Next came the ukulele, followed by guitar lessons with local music legend Ray Park of The Canucks.

“I was the typical teenager, playing electric guitar and hanging out with my buddies. Then I got into the high school band, and I guess that’s when I got a little more serious.”

After playing sax throughout high school, Sinclair enrolled in the music program at University of British Columbia, studying clarinet “because the saxophone wasn’t considered a legitimate instrument in those days, in Canada.”

Since UBC encouraged music students to have more than one string to their bows, Sinclair parlayed his interest in Canadian political science into the equivalent of a double Bachelor’s degree. He would later earn a Master’s in public administration from Queen’s University.

“The political scene here in the Yukon was really very dynamic, with what was to become not just representative, but responsible, government,” he says. “Just about all my papers were written about Yukon-related development and evolution of political parties, and public government as an instrument, and the constitutional changes that were being worked on, and the emergence of land claims – all that stuff.”

REQUIREMENT:
Reproduce the Sinclair profile between "Next came the" and "from Queen’s University.", inclusive, and switch "clarinet" to "flute". The data placed after this text isn't needed.

GIVEN MATERIAL:
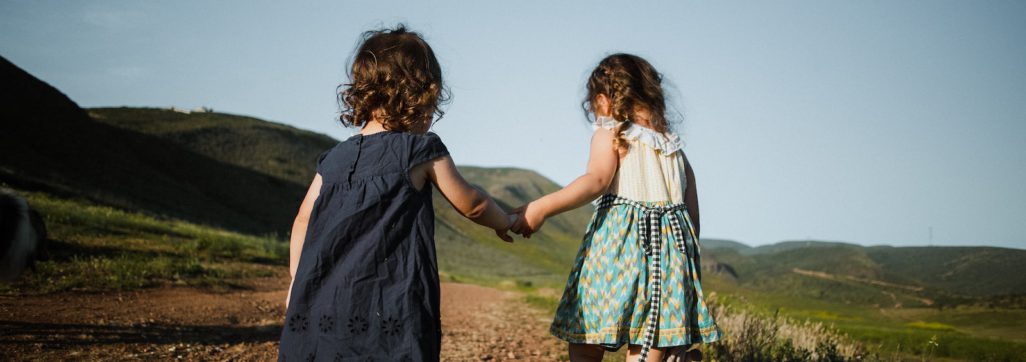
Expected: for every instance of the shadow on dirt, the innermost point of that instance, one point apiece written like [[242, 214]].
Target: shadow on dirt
[[12, 333]]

EXPECTED ANSWER:
Next came the ukulele, followed by guitar lessons with local music legend Ray Park of The Canucks.

“I was the typical teenager, playing electric guitar and hanging out with my buddies. Then I got into the high school band, and I guess that’s when I got a little more serious.”

After playing sax throughout high school, Sinclair enrolled in the music program at University of British Columbia, studying flute “because the saxophone wasn’t considered a legitimate instrument in those days, in Canada.”

Since UBC encouraged music students to have more than one string to their bows, Sinclair parlayed his interest in Canadian political science into the equivalent of a double Bachelor’s degree. He would later earn a Master’s in public administration from Queen’s University.